**Task**.
Copy every line of the records below word for word, in the same order.

**Data entries**.
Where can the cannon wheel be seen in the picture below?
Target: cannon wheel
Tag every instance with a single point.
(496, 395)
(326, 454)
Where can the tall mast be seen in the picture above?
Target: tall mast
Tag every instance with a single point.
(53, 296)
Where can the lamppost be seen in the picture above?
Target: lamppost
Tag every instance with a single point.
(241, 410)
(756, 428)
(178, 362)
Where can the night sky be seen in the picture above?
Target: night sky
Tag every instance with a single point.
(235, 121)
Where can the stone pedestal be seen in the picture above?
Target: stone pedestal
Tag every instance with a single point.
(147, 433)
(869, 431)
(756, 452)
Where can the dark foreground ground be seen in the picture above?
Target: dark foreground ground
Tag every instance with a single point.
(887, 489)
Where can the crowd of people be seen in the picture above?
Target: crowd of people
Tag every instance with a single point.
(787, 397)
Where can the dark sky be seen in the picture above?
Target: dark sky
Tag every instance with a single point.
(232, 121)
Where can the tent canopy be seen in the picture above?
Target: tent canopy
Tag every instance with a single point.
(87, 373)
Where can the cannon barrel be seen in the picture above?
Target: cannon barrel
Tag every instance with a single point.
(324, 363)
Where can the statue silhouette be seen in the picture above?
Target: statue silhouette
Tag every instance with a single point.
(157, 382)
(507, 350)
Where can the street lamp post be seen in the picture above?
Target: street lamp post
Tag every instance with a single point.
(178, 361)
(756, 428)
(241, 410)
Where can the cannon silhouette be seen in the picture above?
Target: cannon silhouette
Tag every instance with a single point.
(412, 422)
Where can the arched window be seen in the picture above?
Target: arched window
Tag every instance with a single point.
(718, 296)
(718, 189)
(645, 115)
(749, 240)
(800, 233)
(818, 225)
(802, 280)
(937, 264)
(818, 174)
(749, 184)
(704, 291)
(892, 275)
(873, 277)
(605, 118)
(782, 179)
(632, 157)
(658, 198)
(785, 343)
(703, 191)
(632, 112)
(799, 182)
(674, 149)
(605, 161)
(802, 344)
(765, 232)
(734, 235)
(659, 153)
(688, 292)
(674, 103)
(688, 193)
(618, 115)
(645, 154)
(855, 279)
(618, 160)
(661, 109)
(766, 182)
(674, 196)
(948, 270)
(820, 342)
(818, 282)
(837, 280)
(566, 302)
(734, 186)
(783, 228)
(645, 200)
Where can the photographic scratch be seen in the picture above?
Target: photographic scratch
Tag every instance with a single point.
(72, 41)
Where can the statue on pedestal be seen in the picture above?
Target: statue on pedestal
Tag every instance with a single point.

**Full output**.
Where can the cannon wheel be seen in the picture below?
Target: cannon wheel
Tag every instance with a single point.
(496, 395)
(326, 454)
Where can the tall mast be seen in the picture above?
Target: tall mast
Tag every instance with a single point.
(53, 296)
Where can the lamppost be seen in the picture above?
Target: lamppost
Tag every instance with a single point.
(241, 410)
(756, 428)
(178, 362)
Where can the night sky be seen in the picture above?
Target: night sky
Tag every instance with a single point.
(235, 121)
Where can the stone pedestal be seen in the picture above?
Target: stone pedestal
Tag every instance with a single point.
(147, 433)
(869, 431)
(756, 452)
Where can the dark foreground ground be seen in the picture above?
Target: dark foreground ground
Tag every instance with a single point.
(887, 489)
Where can the crowd of people be seen in the picture above?
Target: crowd of people
Tag every instance with a single point.
(787, 397)
Where can the dark sky be seen in the picture above?
Target: dark sky
Tag every instance with a single point.
(232, 121)
Where can the tent canopy be seen in the picture above?
Target: tent canopy
Tag every instance with a single point.
(87, 373)
Where can the cannon barrel be seen in the picture above?
Target: cannon barrel
Tag every instance with a single point.
(324, 363)
Where can the statue silhouette be seen in the picture above?
Target: statue silhouette
Tag every instance with a single point.
(157, 382)
(507, 350)
Where can the street lamp post be seen in the picture above?
Target: street lamp post
Tag every instance with a single point.
(178, 361)
(756, 428)
(241, 410)
Where can the cannon silhouette be seen in the picture above?
Target: cannon silhouette
Tag every instance with a single point.
(412, 422)
Where can the arched window be seen in the picture above?
Target: arched window
Tag every instance with a single point.
(718, 296)
(718, 189)
(645, 115)
(749, 240)
(800, 233)
(818, 225)
(802, 280)
(937, 264)
(818, 174)
(749, 184)
(704, 291)
(892, 275)
(873, 277)
(605, 118)
(782, 179)
(632, 157)
(658, 198)
(785, 343)
(703, 191)
(632, 112)
(799, 182)
(674, 149)
(605, 161)
(802, 344)
(765, 232)
(734, 235)
(659, 153)
(688, 292)
(674, 103)
(688, 193)
(618, 115)
(645, 154)
(855, 279)
(618, 160)
(661, 109)
(766, 182)
(674, 196)
(948, 270)
(820, 342)
(818, 282)
(837, 280)
(566, 302)
(734, 186)
(783, 228)
(645, 200)
Where can the photographic scratch be seen in the picture above?
Target: photographic scratch
Tag every instance with a single point.
(72, 41)
Where can the statue on pedestal be seen in the picture above?
Target: statue on pedestal
Tag every instance with a single point.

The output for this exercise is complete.